**Tasks and exercises:**
1) Condense the paragraph of the NetScaler monitor write-up below that begins "A few things worth noting" into a short bulleted list that keeps its main facts.
2) Translate this sentence from the NetScaler monitor write-up below into Spanish: "File content is passed as a base64-encoded string."
3) Extend the NetScaler monitor write-up below, picking up right after its last line.

**Source passage:**

A few things worth noting. The script args are passed as a raw string — in this case path=some/api/path — so you need to parse them yourself. The gethostbyaddr call is there because the backend service uses virtual hosting and the correct Host header matters; the SOAP endpoint cares what hostname it sees. The SSL verification is disabled here because internal services often use self-signed certs — adjust that for your environment.

The probe(\&check_service_health) call at the bottom is what registers your subroutine with the KAS framework. Without it the script does nothing.

Deploying with Ansible

Here is where it gets interesting. Deploying a custom monitor involves five distinct steps:

  1. Upload the Perl script to the appliance
  2. Make it executable
  3. Configure the monitor resource
  4. Create the backend service
  5. Bind the monitor to the service

The NITRO API handles file uploads through the systemfile resource. File content is passed as a base64-encoded string. Ansible's b64encode filter and the lookup('file', ...) plugin make this straightforward — you encode the script inline without needing a separate step or a temporary file on the control node.

- name: Deploy custom service health monitor
  hosts: localhost
  gather_facts: false
  vars_files:
    - vars/netscaler.yml

  tasks:
    - name: Upload monitor script to NetScaler
      netscaler_nitro_request:
        nsip: "{{ nsip }}"
        nitro_user: "{{ nitro_user }}"
        nitro_pass: "{{ nitro_pass }}"
        operation: add
        resource: systemfile
        attributes:
          filename: check_service_health.pl
          filelocation: /nsconfig/monitors
          filecontent: "{{ lookup('file', 'files/check_service_health.pl') | b64encode }}"
          fileencoding: BASE64

    - name: Make monitor script executable
      command: >
        ssh {{ nitro_user }}@{{ nsip }}
        "shell chmod +x /nsconfig/monitors/check_service_health.pl"

    - name: Configure LB monitor
      netscaler_lb_monitor:
        nsip: "{{ nsip }}"
        nitro_user: "{{ nitro_user }}"
        nitro_pass: "{{ nitro_pass }}"
        monitorname: "{{ monitor_name }}"
        type: USER
        scriptname: check_service_health.pl
        scriptargs: "path={{ service_api_path }}"
        interval: "{{ monitor_interval | default(10) }}"
        alertretries: "{{ monitor_alert_retries | default(3) }}"

    - name: Create backend service
      netscaler_service:
        nsip: "{{ nsip }}"
        nitro_user: "{{ nitro_user }}"
        nitro_pass: "{{ nitro_pass }}"
        name: "{{ service_name }}"
        ip: "{{ service_ip }}"
        port: "{{ service_port }}"
        servicetype: TCP

    - name: Bind monitor to service
      netscaler_nitro_request:
        nsip: "{{ nsip }}"
        nitro_user: "{{ nitro_user }}"
        nitro_pass: "{{ nitro_pass }}"
        operation: add
        resource: lbmonitor_service_binding
        attributes:
          monitorname: "{{ monitor_name }}"
          servicename: "{{ service_name }}"

The chmod step via SSH is the ugliest part of this playbook, and I will get to why below. There is no NITRO API endpoint for file permissions on NetScaler — you have to SSH to the management interface and run the command through the NetScaler shell. It works, but it sticks out against otherwise API-driven automation.

The Vars File

The vars/netscaler.yml file holds the connection parameters and service-specific values:

nsip: "192.168.1.100"

**Information supplied:**

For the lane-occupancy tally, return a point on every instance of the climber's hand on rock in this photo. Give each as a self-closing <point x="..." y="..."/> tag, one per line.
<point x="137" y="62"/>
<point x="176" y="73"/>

**Outputs for the tasks:**
1)
- Script args arrive as a raw string (here, path=some/api/path), so you must parse them yourself.
- The gethostbyaddr call is there because the backend service uses virtual hosting, and the SOAP endpoint cares what hostname it sees in the Host header.
- SSL verification is disabled because internal services often use self-signed certs; adjust this for your environment.

2) El contenido del archivo se pasa como una cadena codificada en base64.

3)
nitro_user: "nsroot"
nitro_pass: "changeme"

monitor_name: "mon_example_service"
monitor_interval: 10
monitor_alert_retries: 3

service_name: "svc_example_backend"
service_ip: "10.0.1.50"
service_port: 443
service_api_path: "ExampleService"

Do not put credentials in a plaintext vars file in production. Use Ansible Vault. The pattern is straightforward — encrypt the vars file with ansible-vault encrypt vars/netscaler.yml and pass --ask-vault-pass or configure a vault password file when running the playbook. The nsroot account has full administrative access to the appliance; treat those credentials accordingly.

Idempotency Gotchas

The netscaler_lb_monitor and netscaler_service modules handle idempotency correctly. Run the playbook twice and they check whether the resource exists, compare the desired state, and only make changes when needed. They behave like proper Ansible modules.

netscaler_nitro_request does not. It is a thin wrapper around the NITRO API and does exactly what you tell it to do. If you run operation: add on a resource that already exists, NITRO returns an error and the task fails. This affects two tasks in the playbook above: the file upload and the monitor-to-service binding.

There are a few ways to handle this. The cleanest is to use operation: update instead of add for resources you expect to already exist after the first run, but that fails on the first run when the resource does not exist yet. Some people reach for ignore_errors: true on the add tasks, which works but is sloppy — you will silently swallow real errors.

A more defensible approach is to add a check task first using operation: get and register the result, then conditionally run the add only when the resource is absent. That adds verbosity but makes the behavior explicit. For the file upload specifically, you may also want to track whether the script content has changed and use operation: update when it has.

For a one-time deployment playbook this is manageable. For something you run frequently against a live appliance, the idempotency gaps in netscaler_nitro_request are worth thinking through carefully.

Testing the Monitor

Before binding a custom monitor to a production service, test it in isolation. From the NetScaler shell (shell from the CLI prompt):

nsconmsg -d current -g mon_probe_failed

This shows currently failing probes with details about what went wrong. If your probe script has a syntax error or is failing to connect, this is where you will see it.

To check the current state of a specific monitor:

stat lb monitor

This gives you the state (UP/DOWN/UNKNOWN), the last response, and probe statistics. Run it after binding the monitor and give it a few probe intervals to see results.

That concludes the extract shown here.